_CONSIGNE ÉCRITE A:_
Répondez à ces questions sur le texte consacré à la famille Limonaire :
(i) De quelle ville les frères Joseph et Antoine Limonaire sont-ils originaires ?
(ii) En quelle année et à quelle adresse ouvrent-ils leur atelier ?
(iii) Lequel des enfants de Joseph continue le métier ?

_DOCUMENT:_
Limonaire

Limonaire[1] est le nom d'une grande famille de facteurs d'orgues de manèges et d'instruments automatiques, fondée en 1840. Leur nom était très célèbre pour l'importance et la qualité de leur production, et l'instrument qui en est devenu le plus populaire fut l'orgue limonaire, ou orgue de foire, ou encore simplement limonaire, désignant par extension tous les orgues mécaniques de grande taille.

Orgue Limonaire (Dijon 2009)

Histoire

Les frères Joseph (1809-1876) et Antoine Limonaire[2] (1815-1886), originaires de Dax et dont le nom est sans doute le plus connu en tant que fabricants d'instruments de musique mécanique entre 1839 et 1936 notamment, construisirent également au début du XXe siècle des pianos mécaniques « Limonaire ».

Joseph et Antoine Limonaire, fils de menuisier, ouvrent leur atelier au 53, rue de Meslay, 3e arrondissement de Paris, en 1839. À cette époque, le piano très en vogue subit de nombreuses innovations. Les deux frères vendent des pianos roller et pianossimos Pleyel à prix modiques. Le cadet crée en 1848 son propre magasin 29, rue Montorgueil. Après 1890, l'un des ateliers de facteur de piano artisan sera transféré à Bayonne.

Parmi les trois filles et deux fils de Joseph, Ferdinand continue le métier, et cette tradition perdurera jusqu'à ses arrière-petits-enfants, tels que Michel, facteur de pianos et Denise, organiste et professeur à Biarritz.

Entrées de pointage d'objets nommés
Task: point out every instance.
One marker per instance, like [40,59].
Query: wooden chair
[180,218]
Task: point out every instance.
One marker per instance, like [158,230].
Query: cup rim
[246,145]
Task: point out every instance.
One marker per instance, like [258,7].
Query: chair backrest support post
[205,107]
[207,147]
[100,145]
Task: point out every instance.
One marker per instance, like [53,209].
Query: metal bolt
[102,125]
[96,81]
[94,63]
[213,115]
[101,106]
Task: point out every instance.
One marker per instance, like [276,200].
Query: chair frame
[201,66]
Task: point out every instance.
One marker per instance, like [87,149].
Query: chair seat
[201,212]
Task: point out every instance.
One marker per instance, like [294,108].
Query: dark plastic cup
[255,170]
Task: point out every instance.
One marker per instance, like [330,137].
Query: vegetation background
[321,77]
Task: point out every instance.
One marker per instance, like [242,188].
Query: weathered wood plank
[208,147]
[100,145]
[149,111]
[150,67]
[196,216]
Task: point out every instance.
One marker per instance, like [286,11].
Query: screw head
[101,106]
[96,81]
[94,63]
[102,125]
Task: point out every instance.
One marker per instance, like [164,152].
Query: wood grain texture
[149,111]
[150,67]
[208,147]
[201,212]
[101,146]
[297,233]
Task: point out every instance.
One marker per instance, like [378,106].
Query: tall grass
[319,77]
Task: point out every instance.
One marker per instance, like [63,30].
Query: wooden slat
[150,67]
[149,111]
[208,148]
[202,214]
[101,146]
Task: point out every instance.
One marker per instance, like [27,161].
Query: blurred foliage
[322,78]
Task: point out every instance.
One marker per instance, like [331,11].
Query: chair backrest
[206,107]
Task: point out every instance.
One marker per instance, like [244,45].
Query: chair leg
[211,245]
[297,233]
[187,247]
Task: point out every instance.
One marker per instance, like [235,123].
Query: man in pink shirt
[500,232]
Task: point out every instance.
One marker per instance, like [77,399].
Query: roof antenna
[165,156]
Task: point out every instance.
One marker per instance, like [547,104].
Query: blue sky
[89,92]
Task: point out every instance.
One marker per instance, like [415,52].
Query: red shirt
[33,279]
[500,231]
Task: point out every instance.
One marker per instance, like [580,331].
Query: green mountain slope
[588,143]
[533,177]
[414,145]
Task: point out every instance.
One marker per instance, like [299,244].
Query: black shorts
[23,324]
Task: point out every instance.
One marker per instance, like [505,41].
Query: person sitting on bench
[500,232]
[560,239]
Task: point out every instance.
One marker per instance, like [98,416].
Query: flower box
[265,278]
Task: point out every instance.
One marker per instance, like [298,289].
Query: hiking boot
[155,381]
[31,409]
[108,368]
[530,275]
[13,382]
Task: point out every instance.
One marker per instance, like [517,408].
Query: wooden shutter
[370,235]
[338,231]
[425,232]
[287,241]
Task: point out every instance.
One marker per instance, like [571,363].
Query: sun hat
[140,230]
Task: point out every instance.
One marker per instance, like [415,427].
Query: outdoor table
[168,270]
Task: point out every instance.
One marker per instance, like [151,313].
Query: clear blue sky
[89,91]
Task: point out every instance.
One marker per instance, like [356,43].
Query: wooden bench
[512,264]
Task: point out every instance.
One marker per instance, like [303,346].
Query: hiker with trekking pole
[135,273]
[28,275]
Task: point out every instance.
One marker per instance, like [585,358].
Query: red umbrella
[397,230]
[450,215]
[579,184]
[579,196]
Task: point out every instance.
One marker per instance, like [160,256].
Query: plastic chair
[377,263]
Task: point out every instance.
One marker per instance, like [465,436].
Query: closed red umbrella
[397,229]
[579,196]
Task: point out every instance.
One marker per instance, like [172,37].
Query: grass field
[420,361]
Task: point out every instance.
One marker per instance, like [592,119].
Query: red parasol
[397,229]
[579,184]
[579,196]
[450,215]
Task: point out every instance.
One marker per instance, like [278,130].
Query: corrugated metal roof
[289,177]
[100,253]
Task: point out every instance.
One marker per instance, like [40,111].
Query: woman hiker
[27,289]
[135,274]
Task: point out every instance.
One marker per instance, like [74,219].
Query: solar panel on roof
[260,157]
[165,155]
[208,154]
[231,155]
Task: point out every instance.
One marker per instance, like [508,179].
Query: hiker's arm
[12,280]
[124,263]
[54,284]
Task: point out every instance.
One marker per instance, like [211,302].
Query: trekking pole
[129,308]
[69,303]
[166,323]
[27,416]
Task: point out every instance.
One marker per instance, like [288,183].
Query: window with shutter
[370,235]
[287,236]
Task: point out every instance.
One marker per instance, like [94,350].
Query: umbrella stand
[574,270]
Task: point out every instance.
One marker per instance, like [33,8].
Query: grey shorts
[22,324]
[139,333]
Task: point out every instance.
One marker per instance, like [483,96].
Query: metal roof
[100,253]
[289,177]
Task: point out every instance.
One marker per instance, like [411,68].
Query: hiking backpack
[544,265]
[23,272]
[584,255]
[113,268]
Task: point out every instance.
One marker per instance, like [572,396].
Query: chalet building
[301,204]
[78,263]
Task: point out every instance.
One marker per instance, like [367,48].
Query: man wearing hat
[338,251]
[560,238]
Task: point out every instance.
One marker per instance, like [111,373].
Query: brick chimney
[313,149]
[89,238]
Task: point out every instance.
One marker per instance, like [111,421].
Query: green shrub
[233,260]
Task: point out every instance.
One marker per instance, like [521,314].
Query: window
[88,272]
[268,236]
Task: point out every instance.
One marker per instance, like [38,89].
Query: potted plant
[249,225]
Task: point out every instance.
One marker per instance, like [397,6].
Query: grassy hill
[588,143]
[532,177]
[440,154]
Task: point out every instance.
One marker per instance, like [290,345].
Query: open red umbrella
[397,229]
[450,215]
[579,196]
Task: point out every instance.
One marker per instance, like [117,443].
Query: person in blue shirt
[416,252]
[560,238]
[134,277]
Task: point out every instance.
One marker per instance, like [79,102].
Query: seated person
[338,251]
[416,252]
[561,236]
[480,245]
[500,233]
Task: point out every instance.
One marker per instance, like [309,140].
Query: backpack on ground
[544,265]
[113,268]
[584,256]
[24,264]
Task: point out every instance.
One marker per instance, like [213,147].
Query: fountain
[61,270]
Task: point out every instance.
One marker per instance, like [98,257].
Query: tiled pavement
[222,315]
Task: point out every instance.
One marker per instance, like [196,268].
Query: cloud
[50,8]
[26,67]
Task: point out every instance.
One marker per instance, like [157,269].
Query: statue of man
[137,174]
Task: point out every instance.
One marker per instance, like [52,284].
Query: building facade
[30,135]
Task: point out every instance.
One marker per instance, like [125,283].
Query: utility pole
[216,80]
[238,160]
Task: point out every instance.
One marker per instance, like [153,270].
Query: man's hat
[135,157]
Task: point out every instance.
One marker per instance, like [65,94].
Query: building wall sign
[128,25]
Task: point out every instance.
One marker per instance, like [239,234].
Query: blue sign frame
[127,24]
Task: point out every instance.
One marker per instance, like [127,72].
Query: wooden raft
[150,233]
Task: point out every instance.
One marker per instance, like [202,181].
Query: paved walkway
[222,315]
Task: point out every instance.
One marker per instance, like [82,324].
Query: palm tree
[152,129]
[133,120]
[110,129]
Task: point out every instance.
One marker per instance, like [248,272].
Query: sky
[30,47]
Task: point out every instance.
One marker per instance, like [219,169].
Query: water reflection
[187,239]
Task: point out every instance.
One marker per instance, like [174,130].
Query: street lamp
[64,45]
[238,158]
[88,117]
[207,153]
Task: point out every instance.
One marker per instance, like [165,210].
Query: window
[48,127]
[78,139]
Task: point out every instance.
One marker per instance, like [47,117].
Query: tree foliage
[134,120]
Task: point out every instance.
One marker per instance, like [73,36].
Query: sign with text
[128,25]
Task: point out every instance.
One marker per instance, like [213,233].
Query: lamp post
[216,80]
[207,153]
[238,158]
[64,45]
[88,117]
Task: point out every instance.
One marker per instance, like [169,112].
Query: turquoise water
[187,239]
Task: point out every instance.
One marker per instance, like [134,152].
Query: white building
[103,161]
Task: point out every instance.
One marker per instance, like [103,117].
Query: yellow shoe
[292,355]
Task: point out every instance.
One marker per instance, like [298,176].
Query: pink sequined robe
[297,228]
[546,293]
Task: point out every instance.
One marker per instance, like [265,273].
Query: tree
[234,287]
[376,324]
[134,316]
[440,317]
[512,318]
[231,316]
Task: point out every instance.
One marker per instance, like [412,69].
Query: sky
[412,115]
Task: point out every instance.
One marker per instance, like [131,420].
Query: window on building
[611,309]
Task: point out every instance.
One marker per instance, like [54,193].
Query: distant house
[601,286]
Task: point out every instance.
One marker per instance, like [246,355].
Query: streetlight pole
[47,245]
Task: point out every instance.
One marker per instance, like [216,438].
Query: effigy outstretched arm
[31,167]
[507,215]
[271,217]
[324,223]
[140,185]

_CONSIGNE ÉCRITE B:_ Sélectionnez chaque ligne des enregistrements où figure la chaîne "backrest", en tenant compte de la casse.

_RÉSULTAT ATTENDU A:_
(i) De Dax.
(ii) En 1839, au 53, rue de Meslay, dans le 3e arrondissement de Paris.
(iii) Ferdinand.

_RÉSULTAT ATTENDU B:_
Query: chair backrest support post
Query: chair backrest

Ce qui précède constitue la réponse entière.